Задания к выполнению:
A - Выпишите из отрывка о гибнущей культуре фрагмент между словами "Гибнущая культура не" и "путей к выходу.", включая их самих.
B - Какое течение в искусстве, согласно отрывку о гибнущей культуре, явилось отобразителем умирания?

Больше того, думаю, что мертвенность и творческая пустота времени делали все их напряжения и искания более трудными и мучительными, чем будут искания новых людей, исток которых — грядущая полноводная жизнь, дающая сама своим полноводием творческий запас человеческому духу.
Но вместе с тем все же несомненно, что последняя страница перевернута, книга захлопнулась. Опыт того времени изжит до конца. Идут варвары творить новую, для прежних — варварскую культуру, культуру следующей эры в истории человечества.
Исторический процесс привел мир к рубежу двух эр в жизни человечества. Рубеж этот обозначен великой всемирной войной и российской революцией, масштабом своим покрывающей понятие революции. Последний период старой эры был весь проникнут чувством скорого умирания.
Это чувство умирания отобразилось в полной мере в русской литературе, ждущей грядущих гуннов, но связанной идеологически и кровно не с гуннами грядущими, а со старой гибнущей культурой.
Гибнущая культура не могла дать новой творческой волны, и поэтому вся работа последнего поколения русских писателей обречена была быть лишенной подлинного творчества и подлинной веры.
Чисто инстинктивное стремление пережить, сохраниться, спрятать свои светильники от грядущей гибели породило, с одной стороны, стремление к формальному совершенству своих произведений, таким образом консервирующих жизнь, а с другой стороны, напряженные поиски путей к выходу.
Эти поиски, неизбежно лишенные творчества, окрашены печатью крайнего эклектизма, стремлением из бывших творческих достижений вызвать новую творческую искру.
Последний период прежней культуры несомненно был обозначен исключительным обострением и уточнением культурных достижений всех предшествующих веков.
Следующий этап в искусстве должен был отобразить умирание, полный распад культуры. Таким отобразителем умирания явился футуризм, лживо приписывающий себе новаторство в искусстве.

Выборка данных:
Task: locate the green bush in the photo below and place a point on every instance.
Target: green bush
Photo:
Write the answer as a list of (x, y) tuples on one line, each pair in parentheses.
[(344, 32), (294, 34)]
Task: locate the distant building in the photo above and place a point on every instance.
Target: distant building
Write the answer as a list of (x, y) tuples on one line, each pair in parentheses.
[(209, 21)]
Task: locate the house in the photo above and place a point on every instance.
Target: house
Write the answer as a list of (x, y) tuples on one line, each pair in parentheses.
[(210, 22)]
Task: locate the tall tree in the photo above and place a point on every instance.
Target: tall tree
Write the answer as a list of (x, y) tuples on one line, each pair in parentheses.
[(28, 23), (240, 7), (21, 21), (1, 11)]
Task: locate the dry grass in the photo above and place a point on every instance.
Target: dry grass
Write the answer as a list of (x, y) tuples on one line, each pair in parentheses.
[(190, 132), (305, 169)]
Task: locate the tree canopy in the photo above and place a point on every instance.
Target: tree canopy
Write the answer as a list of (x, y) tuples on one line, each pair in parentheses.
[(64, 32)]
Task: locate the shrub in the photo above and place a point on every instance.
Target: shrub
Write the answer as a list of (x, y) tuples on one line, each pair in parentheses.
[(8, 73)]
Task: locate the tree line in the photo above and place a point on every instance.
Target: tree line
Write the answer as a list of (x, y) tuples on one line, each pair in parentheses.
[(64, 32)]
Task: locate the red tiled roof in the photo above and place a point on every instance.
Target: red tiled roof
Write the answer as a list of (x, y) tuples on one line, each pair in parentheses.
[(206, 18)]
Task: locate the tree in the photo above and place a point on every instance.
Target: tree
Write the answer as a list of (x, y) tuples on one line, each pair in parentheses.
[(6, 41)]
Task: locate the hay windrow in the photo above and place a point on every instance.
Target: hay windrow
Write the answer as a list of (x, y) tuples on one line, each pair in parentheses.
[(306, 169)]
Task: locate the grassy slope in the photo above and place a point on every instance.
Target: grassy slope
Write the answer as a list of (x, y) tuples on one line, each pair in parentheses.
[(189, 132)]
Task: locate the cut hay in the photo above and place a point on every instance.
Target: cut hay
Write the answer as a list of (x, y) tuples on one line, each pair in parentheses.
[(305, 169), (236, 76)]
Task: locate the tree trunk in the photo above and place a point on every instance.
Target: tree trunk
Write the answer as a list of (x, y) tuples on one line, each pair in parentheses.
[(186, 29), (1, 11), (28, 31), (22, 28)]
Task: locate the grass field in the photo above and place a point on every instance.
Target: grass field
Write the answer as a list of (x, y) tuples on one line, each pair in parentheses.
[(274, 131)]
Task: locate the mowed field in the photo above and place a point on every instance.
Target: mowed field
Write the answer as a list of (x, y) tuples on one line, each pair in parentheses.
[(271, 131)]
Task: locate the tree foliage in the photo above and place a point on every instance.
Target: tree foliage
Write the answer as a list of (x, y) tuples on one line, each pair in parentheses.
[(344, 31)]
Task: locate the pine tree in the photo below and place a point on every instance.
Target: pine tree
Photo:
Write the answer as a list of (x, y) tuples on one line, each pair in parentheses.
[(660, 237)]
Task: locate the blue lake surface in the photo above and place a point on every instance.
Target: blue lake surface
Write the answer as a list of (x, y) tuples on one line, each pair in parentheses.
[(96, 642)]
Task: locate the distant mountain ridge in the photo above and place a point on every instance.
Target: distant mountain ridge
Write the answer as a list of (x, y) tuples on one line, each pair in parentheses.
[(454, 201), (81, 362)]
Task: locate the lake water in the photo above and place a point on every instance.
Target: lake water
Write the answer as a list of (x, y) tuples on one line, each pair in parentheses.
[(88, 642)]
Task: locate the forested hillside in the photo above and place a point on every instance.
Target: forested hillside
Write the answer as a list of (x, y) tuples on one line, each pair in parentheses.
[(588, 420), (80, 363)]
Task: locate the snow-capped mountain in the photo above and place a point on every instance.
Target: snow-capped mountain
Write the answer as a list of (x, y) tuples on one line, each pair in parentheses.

Ответы:
A -
Гибнущая культура не могла дать новой творческой волны, и поэтому вся работа последнего поколения русских писателей обречена была быть лишенной подлинного творчества и подлинной веры.
Чисто инстинктивное стремление пережить, сохраниться, спрятать свои светильники от грядущей гибели породило, с одной стороны, стремление к формальному совершенству своих произведений, таким образом консервирующих жизнь, а с другой стороны, напряженные поиски путей к выходу.

B - Футуризм.